Goal → State how many lines in the records below contain the word "plain", and give only the number.

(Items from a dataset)
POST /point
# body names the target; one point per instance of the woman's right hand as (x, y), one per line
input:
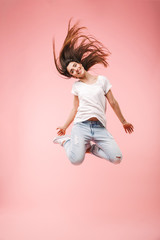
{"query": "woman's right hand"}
(61, 131)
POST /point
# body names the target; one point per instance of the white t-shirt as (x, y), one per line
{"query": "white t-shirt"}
(92, 100)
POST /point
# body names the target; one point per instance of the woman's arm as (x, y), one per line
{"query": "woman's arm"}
(115, 106)
(71, 117)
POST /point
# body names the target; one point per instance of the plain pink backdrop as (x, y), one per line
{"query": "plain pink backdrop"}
(44, 196)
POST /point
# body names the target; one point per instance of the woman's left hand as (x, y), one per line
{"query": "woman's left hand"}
(128, 127)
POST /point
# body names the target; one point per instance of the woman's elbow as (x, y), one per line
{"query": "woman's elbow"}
(113, 103)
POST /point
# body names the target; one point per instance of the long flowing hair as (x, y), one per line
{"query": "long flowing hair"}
(80, 48)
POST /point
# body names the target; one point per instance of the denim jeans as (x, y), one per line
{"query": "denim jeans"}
(82, 134)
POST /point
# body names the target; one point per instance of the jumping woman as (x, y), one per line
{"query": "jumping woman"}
(78, 54)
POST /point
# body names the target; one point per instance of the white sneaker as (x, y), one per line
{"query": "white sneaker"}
(61, 139)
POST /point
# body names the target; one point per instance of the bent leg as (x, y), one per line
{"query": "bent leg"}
(106, 147)
(76, 147)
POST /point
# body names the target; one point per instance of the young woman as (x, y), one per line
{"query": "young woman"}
(78, 54)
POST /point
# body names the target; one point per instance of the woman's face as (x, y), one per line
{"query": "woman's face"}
(76, 69)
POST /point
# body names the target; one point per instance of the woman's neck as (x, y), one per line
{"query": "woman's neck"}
(88, 77)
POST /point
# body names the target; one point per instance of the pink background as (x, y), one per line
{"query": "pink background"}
(44, 196)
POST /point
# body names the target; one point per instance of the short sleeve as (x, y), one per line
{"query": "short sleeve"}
(74, 90)
(106, 85)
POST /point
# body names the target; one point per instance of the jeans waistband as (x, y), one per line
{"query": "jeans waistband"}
(93, 122)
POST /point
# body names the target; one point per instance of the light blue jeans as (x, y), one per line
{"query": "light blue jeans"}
(82, 133)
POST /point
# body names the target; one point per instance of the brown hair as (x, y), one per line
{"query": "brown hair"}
(77, 47)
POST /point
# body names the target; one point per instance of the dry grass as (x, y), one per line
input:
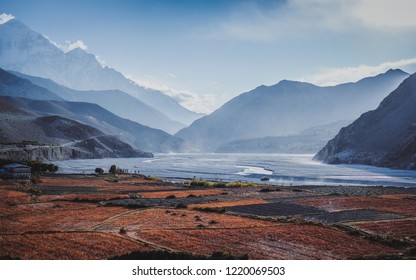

Answer to this problem → 2